SOURCE:
= = = =
Robertson's Giuliani endorsement yesterday has some in the Christian conservative shaking their heads and their fists. Read this from a top person at the Dobson-founded Family Research Council:
"This is a man whose supporters basically are pro-family, pro-life, pro-traditional-marriage, and here he has stepped away from them to endorse a candidate who has been very honest in saying he does not support those issues...It's beyond puzzling -- it's a little strange."
Actually, it is anything but strange and it highlights the massive difference between Pat Robertson and James Dobson. Robertson is an incrementalist. Robertson is a politician. And Robertson is the son of a United States Senator. That last fact tends to get lost in discussions over anything Pat Robertson does. It is, however, probably the most important fact in understanding his politics.
His father, Democratic Sen. Absalom (now there is a name just waiting for a big comeback) Robertson, was a powerful and strategic political player and one of the architects of Richard Nixon's "southern strategy" that emphasized tossing aside black votes for white votes to secure necessary electoral college votes in the south. But as a senator, he also understood that change came slowly. Pat Robertson learned that lesson.
= = = =
PROVIDED DATA:
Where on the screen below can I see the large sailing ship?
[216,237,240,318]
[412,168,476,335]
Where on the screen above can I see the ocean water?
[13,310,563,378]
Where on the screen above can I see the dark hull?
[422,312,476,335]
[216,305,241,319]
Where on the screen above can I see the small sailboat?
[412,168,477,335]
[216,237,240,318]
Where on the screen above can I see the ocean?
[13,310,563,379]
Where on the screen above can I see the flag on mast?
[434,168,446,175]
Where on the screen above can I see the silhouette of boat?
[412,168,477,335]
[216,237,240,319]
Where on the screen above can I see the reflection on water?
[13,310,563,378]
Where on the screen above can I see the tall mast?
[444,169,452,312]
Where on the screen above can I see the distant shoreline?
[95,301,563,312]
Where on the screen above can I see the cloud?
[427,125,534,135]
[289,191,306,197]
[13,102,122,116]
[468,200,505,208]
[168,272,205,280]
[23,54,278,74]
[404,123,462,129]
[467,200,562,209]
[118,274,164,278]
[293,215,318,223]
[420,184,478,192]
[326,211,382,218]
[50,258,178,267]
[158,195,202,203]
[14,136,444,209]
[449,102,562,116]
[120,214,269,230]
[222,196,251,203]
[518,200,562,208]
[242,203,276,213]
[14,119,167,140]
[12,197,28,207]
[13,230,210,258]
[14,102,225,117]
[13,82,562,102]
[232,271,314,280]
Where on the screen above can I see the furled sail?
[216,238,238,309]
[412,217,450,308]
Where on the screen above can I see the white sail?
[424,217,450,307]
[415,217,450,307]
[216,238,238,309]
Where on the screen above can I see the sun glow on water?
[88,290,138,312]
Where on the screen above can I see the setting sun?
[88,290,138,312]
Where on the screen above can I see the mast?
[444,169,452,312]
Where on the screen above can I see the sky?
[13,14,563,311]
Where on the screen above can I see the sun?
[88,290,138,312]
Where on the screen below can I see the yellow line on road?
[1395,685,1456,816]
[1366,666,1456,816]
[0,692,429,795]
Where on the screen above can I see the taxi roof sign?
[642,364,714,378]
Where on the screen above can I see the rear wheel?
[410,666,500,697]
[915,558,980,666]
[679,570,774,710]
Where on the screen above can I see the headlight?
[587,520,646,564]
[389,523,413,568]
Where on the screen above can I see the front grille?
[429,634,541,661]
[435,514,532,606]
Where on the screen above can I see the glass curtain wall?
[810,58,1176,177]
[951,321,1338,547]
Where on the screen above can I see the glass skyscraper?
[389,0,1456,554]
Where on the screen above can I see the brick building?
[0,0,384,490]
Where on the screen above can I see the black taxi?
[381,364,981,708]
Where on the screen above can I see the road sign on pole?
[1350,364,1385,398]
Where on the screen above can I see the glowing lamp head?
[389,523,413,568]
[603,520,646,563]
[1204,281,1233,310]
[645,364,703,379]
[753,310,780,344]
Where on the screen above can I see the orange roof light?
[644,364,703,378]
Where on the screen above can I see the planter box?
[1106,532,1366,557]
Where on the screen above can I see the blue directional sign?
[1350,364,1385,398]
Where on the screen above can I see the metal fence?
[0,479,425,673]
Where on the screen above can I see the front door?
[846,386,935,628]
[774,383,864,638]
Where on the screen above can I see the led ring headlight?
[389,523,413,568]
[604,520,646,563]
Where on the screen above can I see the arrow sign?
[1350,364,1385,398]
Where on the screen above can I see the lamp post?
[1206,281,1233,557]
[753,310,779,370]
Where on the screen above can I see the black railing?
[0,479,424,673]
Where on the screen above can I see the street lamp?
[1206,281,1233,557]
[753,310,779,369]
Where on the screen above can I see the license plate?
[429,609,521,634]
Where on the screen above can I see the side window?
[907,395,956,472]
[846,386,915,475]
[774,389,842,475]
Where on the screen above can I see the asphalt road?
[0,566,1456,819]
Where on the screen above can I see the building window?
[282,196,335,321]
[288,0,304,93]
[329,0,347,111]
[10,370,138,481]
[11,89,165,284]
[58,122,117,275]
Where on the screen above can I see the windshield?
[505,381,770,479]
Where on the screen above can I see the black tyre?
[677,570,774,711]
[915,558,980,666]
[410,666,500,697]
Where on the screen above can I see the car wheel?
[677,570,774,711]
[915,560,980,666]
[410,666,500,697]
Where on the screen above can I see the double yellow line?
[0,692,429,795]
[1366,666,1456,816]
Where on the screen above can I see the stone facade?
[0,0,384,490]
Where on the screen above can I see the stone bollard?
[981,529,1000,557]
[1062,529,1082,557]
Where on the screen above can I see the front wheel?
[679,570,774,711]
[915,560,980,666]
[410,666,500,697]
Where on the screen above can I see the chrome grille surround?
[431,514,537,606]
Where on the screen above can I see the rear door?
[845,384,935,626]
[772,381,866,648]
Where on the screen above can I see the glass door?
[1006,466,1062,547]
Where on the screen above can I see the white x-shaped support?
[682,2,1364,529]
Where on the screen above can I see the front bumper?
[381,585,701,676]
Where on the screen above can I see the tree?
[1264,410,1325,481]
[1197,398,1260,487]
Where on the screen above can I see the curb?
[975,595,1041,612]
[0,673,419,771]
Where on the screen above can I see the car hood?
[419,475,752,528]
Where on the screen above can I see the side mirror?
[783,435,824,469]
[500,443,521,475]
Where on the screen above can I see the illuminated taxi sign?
= = = =
EXERCISE REQUIREMENTS: Continue the commentary on Pat Robertson's Giuliani endorsement, picking up after its last sentence.

ANSWER FOR THE TASK:
It has informed his every political and business move. While it is easy - really, really easy - to portray him as a kook because of his regular ridiculous sayings, it is also easy to miss his extraordinary political and business success. Robertson sold his media empire - one begun with an investment in a few radio stations - for $1.2 billion.
Robertson wins a decision at a time. In politics he never goes for it all.
That is what irks James Dobson so much. Dobson has had enormous success as well. His Focus on the Family has annual revenue of more than $125 million and his radio show is heard by millions every day. Strategically, however, Dobson is Robertson's polar opposite. He wants to go for it all. His positions are absolute. To derivate from them is to derivate from God's calling.
And that is what is happening over Giuliani. Robertson has endorsed him. Dobson is going nuts. The evangelical political civil war has just started. Expect more talk of a third party any day now.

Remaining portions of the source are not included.